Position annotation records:

____

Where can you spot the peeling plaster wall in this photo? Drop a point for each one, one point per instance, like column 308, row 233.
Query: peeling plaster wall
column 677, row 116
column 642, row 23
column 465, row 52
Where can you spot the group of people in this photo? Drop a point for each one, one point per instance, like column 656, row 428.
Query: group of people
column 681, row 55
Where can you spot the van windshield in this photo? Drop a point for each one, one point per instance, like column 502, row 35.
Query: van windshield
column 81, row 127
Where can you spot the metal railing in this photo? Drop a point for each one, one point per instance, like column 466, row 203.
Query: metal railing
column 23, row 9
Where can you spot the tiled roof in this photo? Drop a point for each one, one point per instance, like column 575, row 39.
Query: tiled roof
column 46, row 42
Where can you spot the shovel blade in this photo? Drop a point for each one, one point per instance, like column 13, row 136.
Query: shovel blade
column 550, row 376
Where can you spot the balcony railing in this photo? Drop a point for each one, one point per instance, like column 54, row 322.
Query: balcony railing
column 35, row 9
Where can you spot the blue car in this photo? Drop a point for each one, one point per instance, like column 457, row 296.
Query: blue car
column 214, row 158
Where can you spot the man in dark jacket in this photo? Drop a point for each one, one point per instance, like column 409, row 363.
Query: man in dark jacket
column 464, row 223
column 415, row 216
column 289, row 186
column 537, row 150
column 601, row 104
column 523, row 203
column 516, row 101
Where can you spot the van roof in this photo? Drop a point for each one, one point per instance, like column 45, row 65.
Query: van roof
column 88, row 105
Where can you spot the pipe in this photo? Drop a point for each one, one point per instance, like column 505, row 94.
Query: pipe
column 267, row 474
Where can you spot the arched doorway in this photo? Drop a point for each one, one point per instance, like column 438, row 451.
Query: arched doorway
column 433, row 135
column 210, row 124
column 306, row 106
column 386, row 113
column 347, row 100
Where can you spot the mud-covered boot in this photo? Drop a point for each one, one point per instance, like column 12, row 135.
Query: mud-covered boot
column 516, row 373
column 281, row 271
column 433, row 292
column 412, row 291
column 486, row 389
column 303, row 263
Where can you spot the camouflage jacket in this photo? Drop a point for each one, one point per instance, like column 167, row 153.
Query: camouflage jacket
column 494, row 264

____

STATED PROBLEM:
Starting with the line that contains "Where can you spot the tiled" and going on through the line that contains "column 550, row 376", reproduce only those lines, swapping "shovel blade" for "garden spade" and leaving everything else unchanged.

RESPONSE TO THIS EXERCISE:
Where can you spot the tiled roof in this photo? Drop a point for each one, one point per instance, like column 575, row 39.
Query: tiled roof
column 46, row 42
Where can you spot the garden spade in this photo? Drop a point for each one, one point per instance, like column 13, row 136.
Query: garden spade
column 550, row 376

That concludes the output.